* [Problem statement]
Rewrite the stretch of records from the line containing "every locomotive and" through the line containing "left=79, top=0, right=400, bottom=102", substituting "close" for every "tight" and leaving everything else unchanged.

* [Materials provided]
## Start

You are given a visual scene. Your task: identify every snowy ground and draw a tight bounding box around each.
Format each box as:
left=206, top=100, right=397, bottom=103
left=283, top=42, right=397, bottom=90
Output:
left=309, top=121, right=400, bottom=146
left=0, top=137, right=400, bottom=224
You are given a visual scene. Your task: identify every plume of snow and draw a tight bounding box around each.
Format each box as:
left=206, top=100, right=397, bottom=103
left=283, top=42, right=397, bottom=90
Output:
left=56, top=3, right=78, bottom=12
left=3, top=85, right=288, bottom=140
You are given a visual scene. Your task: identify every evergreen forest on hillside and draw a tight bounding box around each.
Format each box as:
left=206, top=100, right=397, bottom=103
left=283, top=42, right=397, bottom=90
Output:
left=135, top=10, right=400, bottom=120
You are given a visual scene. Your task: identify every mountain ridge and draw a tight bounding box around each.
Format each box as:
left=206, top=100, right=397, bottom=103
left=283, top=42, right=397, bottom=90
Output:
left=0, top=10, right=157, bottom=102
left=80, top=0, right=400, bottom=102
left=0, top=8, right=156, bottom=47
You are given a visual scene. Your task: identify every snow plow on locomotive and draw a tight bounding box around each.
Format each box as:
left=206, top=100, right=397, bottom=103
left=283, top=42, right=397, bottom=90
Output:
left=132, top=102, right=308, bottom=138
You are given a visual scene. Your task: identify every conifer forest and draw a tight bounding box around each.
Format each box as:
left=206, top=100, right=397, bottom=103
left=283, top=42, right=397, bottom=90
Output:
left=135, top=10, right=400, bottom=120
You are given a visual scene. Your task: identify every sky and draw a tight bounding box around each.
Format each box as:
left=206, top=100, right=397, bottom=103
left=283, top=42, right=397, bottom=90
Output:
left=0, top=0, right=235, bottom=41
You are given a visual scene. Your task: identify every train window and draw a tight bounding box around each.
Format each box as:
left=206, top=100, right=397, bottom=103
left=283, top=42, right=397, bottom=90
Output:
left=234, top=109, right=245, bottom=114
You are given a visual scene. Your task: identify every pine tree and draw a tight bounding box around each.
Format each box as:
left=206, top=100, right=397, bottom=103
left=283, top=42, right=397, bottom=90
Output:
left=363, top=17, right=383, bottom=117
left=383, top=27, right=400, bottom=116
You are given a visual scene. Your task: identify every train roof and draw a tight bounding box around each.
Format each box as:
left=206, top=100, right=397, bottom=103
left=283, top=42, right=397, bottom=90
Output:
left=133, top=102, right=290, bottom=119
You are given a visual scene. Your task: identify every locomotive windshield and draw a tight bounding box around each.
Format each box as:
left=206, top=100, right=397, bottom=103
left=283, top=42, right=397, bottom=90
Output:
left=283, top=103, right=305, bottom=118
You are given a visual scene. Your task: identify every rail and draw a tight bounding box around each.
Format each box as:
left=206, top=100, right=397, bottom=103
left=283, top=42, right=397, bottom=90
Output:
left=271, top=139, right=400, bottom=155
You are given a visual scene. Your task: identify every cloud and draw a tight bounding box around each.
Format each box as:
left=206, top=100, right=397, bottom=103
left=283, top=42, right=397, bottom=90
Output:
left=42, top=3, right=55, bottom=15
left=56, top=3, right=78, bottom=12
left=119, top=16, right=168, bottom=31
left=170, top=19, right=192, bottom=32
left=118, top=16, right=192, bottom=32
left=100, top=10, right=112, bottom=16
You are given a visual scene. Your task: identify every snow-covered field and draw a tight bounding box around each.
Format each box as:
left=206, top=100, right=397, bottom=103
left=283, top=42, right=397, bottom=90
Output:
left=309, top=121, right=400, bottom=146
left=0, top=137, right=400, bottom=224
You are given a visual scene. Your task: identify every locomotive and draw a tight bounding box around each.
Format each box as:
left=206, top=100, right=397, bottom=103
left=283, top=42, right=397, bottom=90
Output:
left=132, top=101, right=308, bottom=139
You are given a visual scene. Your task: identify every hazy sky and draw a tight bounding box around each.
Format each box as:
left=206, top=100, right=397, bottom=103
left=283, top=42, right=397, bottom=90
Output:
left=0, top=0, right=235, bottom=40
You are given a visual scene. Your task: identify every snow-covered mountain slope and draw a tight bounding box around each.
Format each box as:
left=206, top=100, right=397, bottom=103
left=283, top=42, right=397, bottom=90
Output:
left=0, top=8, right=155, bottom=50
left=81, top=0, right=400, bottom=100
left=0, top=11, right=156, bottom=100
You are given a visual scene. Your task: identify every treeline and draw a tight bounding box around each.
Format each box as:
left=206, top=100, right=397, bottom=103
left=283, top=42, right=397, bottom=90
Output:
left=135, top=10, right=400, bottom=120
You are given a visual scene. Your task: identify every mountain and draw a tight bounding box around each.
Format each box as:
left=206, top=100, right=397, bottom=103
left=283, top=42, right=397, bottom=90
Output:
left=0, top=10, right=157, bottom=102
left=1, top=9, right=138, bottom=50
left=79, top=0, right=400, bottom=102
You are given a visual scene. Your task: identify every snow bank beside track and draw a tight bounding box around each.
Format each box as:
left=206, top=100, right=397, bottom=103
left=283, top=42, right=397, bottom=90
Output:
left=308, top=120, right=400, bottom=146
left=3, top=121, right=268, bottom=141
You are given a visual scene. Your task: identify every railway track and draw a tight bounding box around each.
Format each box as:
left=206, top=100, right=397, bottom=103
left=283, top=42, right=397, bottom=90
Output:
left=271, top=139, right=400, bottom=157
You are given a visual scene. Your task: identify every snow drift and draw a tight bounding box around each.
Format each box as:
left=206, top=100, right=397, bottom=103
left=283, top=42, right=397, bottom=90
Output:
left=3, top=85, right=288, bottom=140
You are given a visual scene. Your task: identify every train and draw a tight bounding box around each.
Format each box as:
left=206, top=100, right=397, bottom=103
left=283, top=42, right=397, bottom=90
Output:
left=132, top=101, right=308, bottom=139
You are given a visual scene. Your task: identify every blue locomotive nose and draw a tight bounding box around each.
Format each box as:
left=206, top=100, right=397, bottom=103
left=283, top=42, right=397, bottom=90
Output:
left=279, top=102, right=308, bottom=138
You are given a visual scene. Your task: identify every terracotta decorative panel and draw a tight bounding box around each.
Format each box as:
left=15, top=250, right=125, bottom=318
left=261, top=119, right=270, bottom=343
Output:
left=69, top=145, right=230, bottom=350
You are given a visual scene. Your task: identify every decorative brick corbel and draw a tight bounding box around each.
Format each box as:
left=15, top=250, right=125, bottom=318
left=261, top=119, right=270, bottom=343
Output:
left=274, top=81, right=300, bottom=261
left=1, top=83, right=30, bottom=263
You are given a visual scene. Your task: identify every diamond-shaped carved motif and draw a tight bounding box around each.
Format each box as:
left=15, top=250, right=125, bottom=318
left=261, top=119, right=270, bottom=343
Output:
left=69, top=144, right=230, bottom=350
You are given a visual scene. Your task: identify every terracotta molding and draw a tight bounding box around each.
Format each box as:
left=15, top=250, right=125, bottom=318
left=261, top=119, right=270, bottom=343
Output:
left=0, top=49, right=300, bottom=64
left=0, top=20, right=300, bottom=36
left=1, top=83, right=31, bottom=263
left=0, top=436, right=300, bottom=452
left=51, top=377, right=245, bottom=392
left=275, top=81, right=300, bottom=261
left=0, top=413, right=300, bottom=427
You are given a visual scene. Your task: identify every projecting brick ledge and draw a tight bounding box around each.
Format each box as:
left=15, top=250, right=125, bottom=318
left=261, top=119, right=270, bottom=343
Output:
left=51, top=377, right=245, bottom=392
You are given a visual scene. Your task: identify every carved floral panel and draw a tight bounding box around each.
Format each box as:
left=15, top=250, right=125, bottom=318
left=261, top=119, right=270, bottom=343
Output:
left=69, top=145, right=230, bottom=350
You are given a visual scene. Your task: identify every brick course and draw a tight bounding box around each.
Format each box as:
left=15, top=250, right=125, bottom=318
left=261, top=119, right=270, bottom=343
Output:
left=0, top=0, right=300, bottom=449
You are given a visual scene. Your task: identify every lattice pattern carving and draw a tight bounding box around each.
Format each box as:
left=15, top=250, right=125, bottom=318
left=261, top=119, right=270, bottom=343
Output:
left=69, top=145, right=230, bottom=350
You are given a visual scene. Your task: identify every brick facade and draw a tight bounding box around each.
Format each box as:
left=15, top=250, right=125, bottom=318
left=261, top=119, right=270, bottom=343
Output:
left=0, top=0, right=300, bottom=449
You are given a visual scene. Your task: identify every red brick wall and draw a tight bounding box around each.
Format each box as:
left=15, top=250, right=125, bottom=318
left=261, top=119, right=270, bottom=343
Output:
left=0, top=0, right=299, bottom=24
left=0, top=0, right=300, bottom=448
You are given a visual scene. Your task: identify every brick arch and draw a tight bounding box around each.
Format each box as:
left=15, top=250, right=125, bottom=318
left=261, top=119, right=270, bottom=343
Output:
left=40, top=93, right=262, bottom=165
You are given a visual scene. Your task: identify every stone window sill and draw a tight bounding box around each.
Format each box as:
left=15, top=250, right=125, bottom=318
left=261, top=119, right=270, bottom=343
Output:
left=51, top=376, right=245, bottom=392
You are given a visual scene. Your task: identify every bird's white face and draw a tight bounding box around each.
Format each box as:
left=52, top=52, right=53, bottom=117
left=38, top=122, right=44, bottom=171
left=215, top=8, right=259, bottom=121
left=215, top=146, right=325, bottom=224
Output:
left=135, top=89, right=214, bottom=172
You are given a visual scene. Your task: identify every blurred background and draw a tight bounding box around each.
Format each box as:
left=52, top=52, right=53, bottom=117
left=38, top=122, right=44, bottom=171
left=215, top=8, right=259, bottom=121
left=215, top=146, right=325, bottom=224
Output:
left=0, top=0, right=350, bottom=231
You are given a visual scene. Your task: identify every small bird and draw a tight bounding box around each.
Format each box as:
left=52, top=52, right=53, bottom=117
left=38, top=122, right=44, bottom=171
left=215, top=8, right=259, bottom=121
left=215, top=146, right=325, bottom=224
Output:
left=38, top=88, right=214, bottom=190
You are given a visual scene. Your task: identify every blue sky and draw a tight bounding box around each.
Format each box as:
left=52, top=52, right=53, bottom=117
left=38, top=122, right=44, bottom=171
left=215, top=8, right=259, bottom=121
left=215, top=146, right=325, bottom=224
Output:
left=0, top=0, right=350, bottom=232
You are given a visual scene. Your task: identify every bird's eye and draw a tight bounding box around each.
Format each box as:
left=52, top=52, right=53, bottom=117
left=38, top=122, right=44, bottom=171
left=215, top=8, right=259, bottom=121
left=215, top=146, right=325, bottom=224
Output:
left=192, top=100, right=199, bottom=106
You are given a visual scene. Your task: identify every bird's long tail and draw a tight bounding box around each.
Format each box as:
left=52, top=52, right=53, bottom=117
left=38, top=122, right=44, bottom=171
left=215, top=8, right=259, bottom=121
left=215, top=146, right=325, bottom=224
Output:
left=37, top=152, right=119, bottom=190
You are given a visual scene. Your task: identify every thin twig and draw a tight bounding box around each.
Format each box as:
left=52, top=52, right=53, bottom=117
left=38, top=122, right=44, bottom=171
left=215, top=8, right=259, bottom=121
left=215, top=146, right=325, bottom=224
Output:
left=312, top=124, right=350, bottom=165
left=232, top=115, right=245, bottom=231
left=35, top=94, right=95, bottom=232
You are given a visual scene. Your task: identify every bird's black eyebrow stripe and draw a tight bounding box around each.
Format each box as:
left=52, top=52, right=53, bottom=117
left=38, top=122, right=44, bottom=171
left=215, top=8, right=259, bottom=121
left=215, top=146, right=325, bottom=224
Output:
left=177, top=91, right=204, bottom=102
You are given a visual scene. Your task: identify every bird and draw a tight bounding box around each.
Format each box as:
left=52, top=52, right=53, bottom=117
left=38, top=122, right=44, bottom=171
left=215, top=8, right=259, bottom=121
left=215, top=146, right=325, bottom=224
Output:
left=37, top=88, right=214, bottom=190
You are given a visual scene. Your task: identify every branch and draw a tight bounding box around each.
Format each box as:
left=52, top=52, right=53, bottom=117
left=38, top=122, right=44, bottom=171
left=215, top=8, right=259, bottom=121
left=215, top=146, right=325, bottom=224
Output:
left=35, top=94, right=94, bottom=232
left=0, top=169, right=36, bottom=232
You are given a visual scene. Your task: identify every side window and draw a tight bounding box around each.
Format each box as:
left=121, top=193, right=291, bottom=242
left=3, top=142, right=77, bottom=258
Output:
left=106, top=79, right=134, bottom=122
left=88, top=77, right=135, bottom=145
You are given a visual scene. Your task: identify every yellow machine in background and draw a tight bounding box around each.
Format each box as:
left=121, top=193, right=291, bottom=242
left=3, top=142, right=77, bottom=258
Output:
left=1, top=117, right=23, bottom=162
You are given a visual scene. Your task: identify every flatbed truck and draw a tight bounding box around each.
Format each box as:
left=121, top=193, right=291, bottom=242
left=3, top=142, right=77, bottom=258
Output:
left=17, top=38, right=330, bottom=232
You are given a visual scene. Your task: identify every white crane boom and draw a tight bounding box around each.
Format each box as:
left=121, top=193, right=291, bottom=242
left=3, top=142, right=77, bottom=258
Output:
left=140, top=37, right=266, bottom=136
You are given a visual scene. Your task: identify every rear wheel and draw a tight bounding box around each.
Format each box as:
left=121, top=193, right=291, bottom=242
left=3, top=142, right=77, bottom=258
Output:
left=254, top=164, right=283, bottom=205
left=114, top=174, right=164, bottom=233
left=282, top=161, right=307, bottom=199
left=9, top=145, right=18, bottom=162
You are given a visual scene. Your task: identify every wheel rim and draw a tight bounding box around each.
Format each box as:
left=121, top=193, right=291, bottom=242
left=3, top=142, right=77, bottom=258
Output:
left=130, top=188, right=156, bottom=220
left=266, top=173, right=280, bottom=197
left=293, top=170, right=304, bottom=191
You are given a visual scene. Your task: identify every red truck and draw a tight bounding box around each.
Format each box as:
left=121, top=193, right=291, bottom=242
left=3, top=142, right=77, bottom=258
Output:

## End

* [Problem solution]
You are given a visual scene. Your task: identify every locomotive and draw a close bounding box around each.
Format each box as:
left=206, top=100, right=397, bottom=103
left=283, top=42, right=397, bottom=90
Output:
left=132, top=101, right=308, bottom=139
You are given a visual scene. Your task: identify every hazy sky and draw a close bounding box around each.
Format each box as:
left=206, top=100, right=397, bottom=103
left=283, top=42, right=397, bottom=90
Output:
left=0, top=0, right=235, bottom=40
You are given a visual scene. Your task: identify every snow-covered mountain slope and draw a close bounding box around each.
Format each box as:
left=206, top=100, right=397, bottom=103
left=283, top=42, right=397, bottom=90
Output:
left=0, top=8, right=155, bottom=50
left=81, top=0, right=400, bottom=100
left=0, top=11, right=156, bottom=100
You are given a visual scene. Your task: identify every treeline and draw a close bounding box around each.
Format each box as:
left=206, top=100, right=397, bottom=103
left=283, top=42, right=397, bottom=90
Output:
left=135, top=10, right=400, bottom=120
You are given a visual scene. Your task: identify every mountain and draw a close bounding box around each.
Format each box as:
left=206, top=100, right=397, bottom=103
left=283, top=42, right=397, bottom=90
Output:
left=0, top=10, right=157, bottom=102
left=1, top=9, right=138, bottom=50
left=79, top=0, right=400, bottom=102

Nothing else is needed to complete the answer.